> **Items from a data source**

↓

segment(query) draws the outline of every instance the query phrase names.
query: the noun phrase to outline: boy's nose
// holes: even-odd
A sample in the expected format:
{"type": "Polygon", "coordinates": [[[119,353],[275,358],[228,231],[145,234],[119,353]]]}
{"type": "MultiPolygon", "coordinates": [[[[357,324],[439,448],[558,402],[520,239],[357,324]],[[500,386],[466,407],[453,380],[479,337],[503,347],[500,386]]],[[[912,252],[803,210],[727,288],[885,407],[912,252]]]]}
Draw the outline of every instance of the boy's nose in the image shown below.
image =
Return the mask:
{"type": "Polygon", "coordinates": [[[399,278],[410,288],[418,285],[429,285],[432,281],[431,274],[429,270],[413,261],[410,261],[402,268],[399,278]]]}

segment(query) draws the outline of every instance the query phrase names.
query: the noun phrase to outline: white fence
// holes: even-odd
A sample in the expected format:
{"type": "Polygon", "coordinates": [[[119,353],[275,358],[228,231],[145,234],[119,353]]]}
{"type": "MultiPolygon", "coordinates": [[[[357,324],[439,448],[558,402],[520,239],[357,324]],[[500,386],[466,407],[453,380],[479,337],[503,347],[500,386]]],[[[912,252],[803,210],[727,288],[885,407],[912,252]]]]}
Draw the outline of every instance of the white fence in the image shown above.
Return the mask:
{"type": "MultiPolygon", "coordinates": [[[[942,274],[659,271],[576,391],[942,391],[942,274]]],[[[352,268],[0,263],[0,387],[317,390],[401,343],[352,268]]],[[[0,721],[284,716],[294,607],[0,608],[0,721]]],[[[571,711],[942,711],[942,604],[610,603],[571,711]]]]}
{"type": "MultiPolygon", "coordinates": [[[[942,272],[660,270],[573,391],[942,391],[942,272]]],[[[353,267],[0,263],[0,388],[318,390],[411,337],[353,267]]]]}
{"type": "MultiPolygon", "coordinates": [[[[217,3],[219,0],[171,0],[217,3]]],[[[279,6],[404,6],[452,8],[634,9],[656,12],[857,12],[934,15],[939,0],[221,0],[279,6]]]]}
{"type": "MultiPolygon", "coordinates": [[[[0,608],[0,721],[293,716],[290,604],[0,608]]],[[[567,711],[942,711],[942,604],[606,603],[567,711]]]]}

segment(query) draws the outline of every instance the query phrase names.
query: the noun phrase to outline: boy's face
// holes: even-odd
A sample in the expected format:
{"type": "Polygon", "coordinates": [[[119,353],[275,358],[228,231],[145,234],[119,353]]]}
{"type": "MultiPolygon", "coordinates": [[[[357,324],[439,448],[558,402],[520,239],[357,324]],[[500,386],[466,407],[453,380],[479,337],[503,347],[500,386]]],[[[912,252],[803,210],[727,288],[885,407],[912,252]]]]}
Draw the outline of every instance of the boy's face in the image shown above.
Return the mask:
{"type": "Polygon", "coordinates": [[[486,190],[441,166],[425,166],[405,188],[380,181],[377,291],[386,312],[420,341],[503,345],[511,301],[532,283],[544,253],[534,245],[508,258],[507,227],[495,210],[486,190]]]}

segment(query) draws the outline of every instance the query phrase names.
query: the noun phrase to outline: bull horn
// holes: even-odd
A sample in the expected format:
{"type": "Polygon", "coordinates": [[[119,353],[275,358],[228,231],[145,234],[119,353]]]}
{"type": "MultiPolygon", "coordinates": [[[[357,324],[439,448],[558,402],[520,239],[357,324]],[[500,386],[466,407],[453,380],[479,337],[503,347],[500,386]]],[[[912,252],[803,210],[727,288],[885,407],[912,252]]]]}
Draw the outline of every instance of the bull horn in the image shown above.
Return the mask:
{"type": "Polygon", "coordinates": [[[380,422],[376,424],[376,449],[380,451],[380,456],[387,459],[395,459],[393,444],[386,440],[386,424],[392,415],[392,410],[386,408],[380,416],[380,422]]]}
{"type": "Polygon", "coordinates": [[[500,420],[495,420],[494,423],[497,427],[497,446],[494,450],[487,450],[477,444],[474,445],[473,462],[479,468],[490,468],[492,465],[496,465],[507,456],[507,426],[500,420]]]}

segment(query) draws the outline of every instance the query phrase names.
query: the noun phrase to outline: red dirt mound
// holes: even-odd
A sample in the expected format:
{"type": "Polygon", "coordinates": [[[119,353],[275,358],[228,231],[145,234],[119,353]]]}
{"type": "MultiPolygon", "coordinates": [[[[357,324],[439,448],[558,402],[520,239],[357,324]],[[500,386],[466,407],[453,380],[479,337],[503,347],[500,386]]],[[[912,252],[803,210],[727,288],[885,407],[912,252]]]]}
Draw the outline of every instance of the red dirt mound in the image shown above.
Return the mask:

↑

> **OBJECTIVE**
Locate every line in the records above that includes the word "face", and copy each of those lines.

> **RESPONSE BELOW**
query: the noun phrase to outline: boy's face
Draw the outline of every instance of the boy's face in the image shown above.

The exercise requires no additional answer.